━━━━━ EXERCISE INPUTS ━━━━━
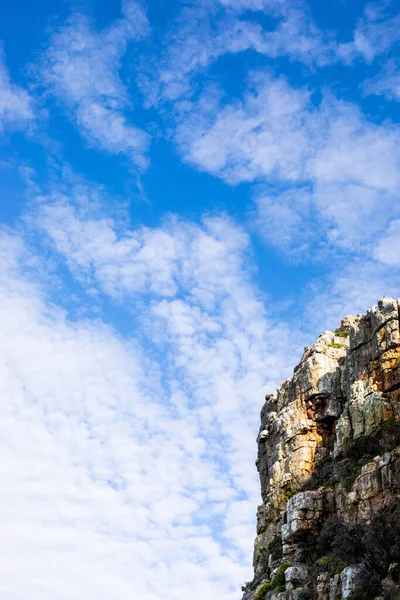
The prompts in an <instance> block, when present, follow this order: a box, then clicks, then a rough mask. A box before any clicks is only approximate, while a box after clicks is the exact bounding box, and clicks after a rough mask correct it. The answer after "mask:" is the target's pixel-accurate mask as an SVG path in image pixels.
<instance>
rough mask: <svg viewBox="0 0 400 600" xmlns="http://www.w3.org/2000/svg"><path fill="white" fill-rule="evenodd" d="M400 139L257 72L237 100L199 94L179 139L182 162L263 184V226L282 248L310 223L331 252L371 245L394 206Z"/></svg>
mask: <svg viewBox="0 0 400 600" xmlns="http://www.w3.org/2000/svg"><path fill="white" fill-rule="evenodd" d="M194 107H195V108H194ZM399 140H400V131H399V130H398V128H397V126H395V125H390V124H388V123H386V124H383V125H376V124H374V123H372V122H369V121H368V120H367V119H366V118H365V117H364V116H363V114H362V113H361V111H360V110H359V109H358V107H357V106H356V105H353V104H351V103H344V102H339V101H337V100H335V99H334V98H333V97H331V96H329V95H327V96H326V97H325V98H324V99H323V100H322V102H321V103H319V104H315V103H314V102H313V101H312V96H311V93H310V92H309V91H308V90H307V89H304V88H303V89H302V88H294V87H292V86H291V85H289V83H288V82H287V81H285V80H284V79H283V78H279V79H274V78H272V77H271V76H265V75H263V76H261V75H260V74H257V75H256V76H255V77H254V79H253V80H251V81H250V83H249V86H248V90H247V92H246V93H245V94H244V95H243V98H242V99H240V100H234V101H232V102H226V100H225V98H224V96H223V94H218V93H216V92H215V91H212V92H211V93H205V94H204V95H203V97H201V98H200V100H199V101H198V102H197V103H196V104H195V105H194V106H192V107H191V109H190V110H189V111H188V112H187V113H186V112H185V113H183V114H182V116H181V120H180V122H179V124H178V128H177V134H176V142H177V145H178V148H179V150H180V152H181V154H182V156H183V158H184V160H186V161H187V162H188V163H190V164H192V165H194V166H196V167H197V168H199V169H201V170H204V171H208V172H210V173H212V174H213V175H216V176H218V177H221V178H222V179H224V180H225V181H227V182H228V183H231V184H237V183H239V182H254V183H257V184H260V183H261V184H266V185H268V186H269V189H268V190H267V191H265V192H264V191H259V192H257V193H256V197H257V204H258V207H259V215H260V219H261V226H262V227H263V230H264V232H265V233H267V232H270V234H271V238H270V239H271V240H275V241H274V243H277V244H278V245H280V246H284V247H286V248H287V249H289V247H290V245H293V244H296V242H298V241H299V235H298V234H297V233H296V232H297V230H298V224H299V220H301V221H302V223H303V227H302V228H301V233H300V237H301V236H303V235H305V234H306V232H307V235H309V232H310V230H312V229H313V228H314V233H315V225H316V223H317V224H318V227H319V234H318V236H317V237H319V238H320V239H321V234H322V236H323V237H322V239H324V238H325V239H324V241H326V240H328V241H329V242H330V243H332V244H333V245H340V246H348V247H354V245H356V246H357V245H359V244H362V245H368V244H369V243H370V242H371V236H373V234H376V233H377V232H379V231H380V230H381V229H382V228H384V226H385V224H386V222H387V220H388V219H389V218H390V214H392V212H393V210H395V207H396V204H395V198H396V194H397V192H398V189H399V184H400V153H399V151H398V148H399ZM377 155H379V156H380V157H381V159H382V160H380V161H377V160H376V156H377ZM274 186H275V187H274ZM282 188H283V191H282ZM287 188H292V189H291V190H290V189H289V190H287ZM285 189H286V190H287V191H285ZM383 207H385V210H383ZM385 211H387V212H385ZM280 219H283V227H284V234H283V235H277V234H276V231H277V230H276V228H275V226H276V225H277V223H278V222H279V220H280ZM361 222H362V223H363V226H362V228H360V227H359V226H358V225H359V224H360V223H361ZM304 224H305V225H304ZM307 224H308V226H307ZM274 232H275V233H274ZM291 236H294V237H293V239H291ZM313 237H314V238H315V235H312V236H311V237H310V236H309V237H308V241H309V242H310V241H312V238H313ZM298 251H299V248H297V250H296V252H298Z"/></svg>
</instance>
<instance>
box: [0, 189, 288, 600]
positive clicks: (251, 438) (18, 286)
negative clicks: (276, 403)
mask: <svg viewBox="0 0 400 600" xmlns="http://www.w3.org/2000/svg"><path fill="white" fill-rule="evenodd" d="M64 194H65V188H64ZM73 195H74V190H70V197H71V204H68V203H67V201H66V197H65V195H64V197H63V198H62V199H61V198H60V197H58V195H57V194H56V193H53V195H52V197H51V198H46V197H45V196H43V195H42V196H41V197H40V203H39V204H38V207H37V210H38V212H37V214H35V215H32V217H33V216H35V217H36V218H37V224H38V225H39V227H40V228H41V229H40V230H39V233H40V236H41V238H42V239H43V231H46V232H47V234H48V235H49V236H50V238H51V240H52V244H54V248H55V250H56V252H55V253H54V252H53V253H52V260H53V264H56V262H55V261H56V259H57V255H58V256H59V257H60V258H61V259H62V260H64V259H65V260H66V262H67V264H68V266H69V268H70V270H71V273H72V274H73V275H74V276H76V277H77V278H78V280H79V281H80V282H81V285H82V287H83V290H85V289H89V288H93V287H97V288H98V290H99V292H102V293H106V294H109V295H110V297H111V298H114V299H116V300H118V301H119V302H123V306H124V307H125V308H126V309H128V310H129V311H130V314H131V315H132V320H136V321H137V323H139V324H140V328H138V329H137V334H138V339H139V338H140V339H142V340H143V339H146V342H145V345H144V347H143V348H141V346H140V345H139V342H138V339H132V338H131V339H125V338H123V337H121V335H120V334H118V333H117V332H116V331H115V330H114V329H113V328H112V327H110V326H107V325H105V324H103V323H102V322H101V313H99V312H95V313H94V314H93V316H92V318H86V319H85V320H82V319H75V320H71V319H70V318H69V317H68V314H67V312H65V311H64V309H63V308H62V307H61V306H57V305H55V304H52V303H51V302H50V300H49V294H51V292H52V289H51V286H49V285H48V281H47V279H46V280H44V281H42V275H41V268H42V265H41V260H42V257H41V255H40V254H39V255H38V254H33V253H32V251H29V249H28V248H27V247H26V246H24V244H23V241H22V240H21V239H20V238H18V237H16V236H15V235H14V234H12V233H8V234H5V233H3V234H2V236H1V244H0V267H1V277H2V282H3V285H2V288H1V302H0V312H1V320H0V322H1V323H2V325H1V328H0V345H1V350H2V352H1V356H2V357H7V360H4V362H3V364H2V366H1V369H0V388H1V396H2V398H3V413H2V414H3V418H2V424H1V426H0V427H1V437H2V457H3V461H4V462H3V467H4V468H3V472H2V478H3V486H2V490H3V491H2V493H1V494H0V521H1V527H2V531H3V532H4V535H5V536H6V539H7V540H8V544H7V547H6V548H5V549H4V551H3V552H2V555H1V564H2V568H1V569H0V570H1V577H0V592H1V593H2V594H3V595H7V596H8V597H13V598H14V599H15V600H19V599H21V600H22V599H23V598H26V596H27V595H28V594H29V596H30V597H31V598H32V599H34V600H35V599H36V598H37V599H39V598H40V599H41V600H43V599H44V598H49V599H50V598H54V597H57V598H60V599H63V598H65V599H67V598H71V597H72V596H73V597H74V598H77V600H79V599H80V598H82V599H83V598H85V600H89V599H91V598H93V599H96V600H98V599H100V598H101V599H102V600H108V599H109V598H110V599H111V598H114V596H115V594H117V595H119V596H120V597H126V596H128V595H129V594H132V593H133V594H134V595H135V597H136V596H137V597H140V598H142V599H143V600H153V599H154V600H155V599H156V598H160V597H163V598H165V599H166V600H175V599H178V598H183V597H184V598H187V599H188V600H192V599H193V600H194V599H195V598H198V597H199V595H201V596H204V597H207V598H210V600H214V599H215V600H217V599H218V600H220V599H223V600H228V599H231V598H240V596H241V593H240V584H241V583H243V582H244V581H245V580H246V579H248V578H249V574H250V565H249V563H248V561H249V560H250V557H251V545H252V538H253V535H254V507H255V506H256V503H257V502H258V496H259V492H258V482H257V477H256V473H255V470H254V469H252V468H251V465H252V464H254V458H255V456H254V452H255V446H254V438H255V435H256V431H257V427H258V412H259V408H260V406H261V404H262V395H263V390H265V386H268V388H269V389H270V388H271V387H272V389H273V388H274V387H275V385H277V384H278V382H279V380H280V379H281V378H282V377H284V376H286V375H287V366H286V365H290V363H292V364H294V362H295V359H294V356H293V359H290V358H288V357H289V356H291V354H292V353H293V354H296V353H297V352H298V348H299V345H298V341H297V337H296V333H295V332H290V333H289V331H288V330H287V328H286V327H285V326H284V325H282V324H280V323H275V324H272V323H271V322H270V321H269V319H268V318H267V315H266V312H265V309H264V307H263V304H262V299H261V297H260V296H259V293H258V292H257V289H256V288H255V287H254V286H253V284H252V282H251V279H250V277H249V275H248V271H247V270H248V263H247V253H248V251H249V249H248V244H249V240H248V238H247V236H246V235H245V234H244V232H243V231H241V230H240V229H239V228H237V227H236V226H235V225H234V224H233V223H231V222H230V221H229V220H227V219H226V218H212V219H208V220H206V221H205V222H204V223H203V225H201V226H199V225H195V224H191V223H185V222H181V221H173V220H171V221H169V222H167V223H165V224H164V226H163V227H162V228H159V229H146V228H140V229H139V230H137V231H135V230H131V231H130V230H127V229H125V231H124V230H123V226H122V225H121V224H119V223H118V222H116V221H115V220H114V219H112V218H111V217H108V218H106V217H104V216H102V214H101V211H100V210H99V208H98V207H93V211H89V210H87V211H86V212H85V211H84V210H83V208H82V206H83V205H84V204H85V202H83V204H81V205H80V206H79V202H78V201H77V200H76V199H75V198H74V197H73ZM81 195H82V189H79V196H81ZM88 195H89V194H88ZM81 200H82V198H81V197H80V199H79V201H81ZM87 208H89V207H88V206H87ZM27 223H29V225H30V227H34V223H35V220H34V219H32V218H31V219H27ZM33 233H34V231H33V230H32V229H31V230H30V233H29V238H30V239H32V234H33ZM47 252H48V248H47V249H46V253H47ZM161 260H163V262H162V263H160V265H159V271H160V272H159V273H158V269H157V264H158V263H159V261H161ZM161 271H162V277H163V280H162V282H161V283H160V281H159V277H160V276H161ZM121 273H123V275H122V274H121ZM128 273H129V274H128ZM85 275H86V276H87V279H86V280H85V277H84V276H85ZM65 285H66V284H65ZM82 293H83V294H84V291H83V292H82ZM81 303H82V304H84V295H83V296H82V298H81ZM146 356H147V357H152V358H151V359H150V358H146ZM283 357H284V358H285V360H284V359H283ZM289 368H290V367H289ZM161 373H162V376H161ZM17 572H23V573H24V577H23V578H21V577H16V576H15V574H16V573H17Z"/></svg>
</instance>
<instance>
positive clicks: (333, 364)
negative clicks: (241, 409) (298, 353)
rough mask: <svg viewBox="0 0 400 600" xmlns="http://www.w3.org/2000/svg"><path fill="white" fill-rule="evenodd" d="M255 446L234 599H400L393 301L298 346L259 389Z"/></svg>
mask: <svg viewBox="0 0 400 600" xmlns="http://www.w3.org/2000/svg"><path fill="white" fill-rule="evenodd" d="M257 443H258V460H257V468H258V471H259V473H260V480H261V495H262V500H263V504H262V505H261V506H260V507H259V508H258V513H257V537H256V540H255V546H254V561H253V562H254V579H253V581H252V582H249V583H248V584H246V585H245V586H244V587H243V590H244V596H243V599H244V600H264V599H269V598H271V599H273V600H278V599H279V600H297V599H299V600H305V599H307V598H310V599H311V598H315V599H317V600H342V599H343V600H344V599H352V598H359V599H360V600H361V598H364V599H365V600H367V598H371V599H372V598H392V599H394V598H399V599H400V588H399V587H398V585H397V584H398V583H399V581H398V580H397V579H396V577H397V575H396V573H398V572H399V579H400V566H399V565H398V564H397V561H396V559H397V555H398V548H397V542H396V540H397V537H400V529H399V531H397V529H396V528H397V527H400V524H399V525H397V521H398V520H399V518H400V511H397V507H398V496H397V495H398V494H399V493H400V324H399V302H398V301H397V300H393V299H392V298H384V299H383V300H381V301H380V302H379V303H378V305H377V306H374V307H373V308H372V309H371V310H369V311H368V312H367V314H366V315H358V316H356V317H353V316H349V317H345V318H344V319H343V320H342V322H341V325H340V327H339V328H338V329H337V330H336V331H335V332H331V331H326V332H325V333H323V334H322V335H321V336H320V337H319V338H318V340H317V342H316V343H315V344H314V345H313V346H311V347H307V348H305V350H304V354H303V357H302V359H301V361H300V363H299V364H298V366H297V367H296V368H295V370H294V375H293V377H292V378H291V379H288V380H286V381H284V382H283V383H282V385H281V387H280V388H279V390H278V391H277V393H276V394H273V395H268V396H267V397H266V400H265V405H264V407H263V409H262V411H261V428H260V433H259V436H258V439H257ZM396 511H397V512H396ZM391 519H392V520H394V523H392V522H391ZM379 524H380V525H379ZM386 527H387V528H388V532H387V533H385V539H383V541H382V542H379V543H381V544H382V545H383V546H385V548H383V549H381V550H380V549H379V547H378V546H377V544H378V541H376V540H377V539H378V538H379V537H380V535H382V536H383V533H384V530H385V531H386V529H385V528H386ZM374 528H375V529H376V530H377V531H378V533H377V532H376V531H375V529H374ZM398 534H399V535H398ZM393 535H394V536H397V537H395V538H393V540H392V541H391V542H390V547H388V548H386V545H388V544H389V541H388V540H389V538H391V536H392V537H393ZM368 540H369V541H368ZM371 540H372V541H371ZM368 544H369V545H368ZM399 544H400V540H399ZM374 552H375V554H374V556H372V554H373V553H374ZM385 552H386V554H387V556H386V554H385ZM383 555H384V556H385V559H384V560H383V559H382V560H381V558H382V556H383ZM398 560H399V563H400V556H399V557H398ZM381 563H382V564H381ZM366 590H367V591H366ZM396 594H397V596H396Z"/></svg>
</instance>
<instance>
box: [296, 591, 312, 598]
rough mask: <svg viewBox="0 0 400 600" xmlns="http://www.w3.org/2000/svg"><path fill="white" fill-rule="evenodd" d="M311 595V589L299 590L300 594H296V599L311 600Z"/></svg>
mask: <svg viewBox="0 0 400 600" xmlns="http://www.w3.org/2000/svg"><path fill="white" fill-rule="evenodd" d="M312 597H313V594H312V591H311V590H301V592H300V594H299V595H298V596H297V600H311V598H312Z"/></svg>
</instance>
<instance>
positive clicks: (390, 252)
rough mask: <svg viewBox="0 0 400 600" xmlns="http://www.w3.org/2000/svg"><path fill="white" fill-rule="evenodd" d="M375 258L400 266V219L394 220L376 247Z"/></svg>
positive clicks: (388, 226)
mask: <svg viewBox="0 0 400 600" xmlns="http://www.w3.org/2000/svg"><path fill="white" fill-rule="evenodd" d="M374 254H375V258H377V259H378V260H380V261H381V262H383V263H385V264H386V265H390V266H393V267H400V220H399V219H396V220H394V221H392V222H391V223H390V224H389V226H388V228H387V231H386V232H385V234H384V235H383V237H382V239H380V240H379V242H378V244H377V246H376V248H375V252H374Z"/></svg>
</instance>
━━━━━
━━━━━ EXERCISE INPUTS ━━━━━
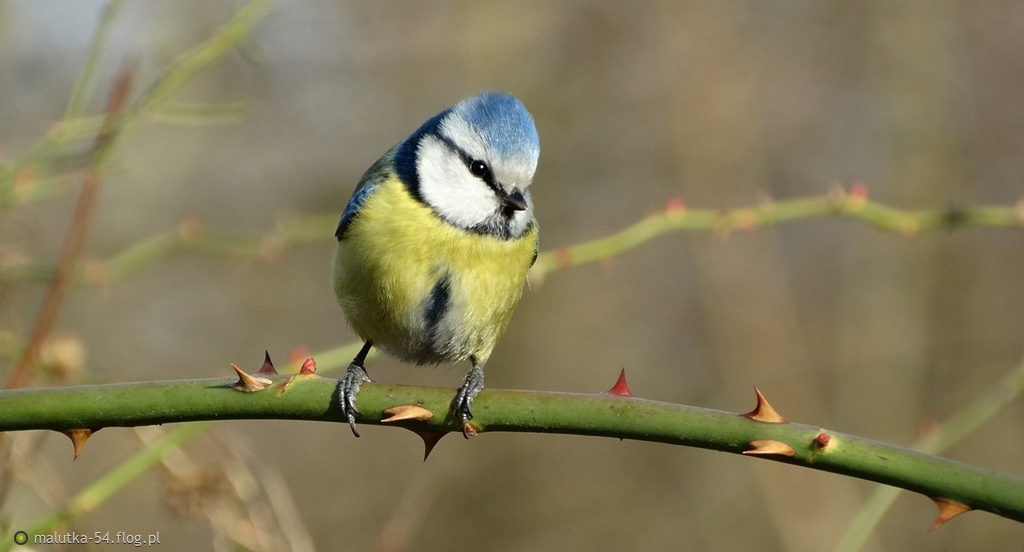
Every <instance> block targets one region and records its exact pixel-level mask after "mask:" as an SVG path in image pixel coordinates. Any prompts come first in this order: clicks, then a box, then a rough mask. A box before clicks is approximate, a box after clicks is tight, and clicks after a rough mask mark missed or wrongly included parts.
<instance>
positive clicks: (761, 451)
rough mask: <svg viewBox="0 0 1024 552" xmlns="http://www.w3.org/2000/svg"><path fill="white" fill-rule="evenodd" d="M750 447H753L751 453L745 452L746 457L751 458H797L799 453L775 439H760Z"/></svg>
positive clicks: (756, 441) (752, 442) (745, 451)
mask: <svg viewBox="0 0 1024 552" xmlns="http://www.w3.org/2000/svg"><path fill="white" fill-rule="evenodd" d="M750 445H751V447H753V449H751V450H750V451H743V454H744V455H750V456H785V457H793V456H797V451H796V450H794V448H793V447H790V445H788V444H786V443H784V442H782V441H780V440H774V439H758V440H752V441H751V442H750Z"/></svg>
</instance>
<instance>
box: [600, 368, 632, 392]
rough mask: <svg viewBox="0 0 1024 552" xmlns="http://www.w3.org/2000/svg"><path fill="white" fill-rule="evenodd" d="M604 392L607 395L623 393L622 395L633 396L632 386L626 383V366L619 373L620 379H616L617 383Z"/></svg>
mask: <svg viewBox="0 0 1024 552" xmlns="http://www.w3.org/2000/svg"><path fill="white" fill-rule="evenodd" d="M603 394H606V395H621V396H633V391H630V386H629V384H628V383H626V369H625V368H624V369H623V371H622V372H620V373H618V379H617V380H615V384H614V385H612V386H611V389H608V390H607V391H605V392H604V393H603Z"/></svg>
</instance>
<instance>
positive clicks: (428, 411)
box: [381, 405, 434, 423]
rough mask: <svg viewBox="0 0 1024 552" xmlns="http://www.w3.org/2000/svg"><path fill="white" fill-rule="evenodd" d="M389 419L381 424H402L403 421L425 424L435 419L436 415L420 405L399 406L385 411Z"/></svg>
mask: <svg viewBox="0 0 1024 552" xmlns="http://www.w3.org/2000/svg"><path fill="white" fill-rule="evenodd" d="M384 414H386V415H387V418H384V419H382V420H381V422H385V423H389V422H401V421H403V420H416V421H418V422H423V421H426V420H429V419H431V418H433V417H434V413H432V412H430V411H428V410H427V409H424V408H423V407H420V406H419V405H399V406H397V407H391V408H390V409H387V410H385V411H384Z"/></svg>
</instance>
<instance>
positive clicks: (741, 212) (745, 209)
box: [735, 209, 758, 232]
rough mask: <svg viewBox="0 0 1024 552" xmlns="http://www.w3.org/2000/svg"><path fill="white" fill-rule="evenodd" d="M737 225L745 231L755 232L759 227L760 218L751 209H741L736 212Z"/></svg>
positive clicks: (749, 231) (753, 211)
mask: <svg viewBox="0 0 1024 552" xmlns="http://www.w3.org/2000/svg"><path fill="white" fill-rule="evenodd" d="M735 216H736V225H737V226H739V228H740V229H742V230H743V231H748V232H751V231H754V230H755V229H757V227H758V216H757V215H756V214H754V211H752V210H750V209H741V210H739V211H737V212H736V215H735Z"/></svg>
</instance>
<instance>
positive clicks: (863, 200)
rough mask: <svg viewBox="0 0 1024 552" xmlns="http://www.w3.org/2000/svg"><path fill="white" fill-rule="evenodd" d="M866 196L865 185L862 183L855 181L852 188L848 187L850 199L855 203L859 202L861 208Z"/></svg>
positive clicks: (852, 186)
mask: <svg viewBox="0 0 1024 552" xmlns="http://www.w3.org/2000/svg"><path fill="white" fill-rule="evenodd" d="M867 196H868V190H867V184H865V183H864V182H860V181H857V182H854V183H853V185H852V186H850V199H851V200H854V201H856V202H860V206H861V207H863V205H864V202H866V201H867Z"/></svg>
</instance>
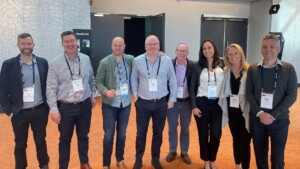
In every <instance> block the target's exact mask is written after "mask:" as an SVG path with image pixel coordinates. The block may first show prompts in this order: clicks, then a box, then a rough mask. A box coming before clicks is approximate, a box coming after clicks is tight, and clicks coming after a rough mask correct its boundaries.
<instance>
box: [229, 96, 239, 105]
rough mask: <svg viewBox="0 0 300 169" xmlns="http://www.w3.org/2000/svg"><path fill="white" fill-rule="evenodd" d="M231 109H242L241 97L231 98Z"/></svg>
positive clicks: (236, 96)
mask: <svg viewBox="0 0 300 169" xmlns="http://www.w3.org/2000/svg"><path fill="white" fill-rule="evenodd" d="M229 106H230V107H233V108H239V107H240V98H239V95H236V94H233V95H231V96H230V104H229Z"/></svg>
━━━━━
- _GOAL OF THE EXERCISE_: In the listing above, find the line with "box: [600, 368, 632, 392]" and the line with "positive clicks: (863, 200)"; set down exactly those two lines and every line between them, nothing more.

- _EXPECTED ANSWER_:
box: [600, 368, 632, 392]
rough mask: <svg viewBox="0 0 1024 552" xmlns="http://www.w3.org/2000/svg"><path fill="white" fill-rule="evenodd" d="M604 392L607 395L623 393L622 395L633 396L632 386L626 383V366L619 373L620 379H616L617 383Z"/></svg>
mask: <svg viewBox="0 0 1024 552" xmlns="http://www.w3.org/2000/svg"><path fill="white" fill-rule="evenodd" d="M603 394H606V395H621V396H633V391H630V386H629V384H628V383H626V369H625V368H624V369H623V371H622V372H620V373H618V379H617V380H615V384H614V385H612V386H611V389H608V390H607V391H605V392H604V393H603Z"/></svg>
</instance>
<instance>
positive clicks: (428, 411)
box: [381, 405, 434, 423]
rough mask: <svg viewBox="0 0 1024 552" xmlns="http://www.w3.org/2000/svg"><path fill="white" fill-rule="evenodd" d="M389 419L381 424H402L403 421L425 424L435 419L436 415L420 405L399 406L385 411Z"/></svg>
mask: <svg viewBox="0 0 1024 552" xmlns="http://www.w3.org/2000/svg"><path fill="white" fill-rule="evenodd" d="M384 414H386V415H387V418H384V419H382V420H381V422H385V423H389V422H401V421H403V420H416V421H418V422H423V421H426V420H429V419H431V418H433V417H434V413H432V412H430V411H428V410H427V409H424V408H423V407H420V406H419V405H399V406H397V407H391V408H390V409H387V410H385V411H384Z"/></svg>
</instance>
<instance>
positive clicks: (741, 212) (745, 209)
box: [735, 209, 758, 232]
rough mask: <svg viewBox="0 0 1024 552" xmlns="http://www.w3.org/2000/svg"><path fill="white" fill-rule="evenodd" d="M737 225L745 231L755 232L759 227L760 218L751 209H741L736 212Z"/></svg>
positive clicks: (749, 231) (753, 211)
mask: <svg viewBox="0 0 1024 552" xmlns="http://www.w3.org/2000/svg"><path fill="white" fill-rule="evenodd" d="M735 216H736V225H737V226H739V228H740V229H742V230H743V231H748V232H751V231H754V230H755V229H757V227H758V216H757V215H756V214H754V211H752V210H750V209H741V210H739V211H737V212H736V215H735Z"/></svg>
</instance>
<instance>
positive clicks: (863, 200)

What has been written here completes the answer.